### TASK TO COMPLETE
Which lines in the items below contain the word "table"? List each one in full.

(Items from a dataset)
** begin **

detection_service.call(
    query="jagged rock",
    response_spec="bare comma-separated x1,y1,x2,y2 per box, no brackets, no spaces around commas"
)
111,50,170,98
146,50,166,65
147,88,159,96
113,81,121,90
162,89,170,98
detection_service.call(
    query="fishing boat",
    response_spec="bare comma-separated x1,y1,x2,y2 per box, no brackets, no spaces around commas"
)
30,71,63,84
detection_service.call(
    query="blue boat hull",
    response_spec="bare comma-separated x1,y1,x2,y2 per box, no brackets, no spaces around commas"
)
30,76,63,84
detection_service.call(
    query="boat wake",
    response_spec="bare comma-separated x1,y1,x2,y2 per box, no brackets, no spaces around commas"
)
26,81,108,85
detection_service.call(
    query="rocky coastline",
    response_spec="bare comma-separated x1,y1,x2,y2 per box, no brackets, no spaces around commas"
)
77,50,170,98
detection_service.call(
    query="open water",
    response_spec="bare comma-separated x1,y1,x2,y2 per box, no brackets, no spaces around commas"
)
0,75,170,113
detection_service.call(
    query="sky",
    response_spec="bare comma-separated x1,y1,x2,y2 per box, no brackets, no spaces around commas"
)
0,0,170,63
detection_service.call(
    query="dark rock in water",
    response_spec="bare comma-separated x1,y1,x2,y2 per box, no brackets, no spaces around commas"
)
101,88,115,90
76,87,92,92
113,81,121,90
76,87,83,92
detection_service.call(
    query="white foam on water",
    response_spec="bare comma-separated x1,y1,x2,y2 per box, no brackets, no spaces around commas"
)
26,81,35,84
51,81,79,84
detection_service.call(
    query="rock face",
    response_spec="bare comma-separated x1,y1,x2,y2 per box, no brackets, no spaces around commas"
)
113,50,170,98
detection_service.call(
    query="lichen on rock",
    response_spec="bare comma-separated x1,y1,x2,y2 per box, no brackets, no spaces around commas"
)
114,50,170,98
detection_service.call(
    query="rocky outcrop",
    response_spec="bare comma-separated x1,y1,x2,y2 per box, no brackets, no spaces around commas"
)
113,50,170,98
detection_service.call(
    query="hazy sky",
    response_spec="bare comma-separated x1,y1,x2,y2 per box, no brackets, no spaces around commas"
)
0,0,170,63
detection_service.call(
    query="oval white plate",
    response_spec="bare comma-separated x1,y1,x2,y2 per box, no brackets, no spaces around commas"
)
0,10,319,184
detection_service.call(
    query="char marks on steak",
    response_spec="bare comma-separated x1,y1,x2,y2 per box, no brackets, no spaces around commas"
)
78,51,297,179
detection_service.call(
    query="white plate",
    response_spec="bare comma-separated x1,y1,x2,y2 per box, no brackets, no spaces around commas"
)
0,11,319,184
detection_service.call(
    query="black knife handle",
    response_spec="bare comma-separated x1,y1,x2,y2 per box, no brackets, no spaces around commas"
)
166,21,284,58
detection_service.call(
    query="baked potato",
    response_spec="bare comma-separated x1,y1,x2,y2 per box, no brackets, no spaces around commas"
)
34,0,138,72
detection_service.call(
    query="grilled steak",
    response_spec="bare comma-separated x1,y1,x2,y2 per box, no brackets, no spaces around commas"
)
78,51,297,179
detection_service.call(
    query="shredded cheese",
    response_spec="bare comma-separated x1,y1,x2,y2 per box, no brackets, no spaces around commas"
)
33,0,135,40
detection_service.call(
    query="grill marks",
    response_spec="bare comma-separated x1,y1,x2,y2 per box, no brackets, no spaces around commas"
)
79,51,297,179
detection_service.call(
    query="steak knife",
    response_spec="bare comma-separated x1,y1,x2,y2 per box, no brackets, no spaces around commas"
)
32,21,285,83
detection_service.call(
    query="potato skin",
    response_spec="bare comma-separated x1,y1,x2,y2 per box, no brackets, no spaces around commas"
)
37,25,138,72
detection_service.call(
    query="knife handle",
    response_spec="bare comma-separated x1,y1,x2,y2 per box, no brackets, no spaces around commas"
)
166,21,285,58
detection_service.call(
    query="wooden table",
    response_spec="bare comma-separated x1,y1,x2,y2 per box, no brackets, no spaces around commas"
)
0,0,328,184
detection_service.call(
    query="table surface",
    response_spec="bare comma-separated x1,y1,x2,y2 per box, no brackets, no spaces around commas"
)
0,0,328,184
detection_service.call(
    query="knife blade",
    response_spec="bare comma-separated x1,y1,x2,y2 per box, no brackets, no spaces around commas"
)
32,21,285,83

** end **

### FULL RESPONSE
    query="wooden table",
    query="table surface",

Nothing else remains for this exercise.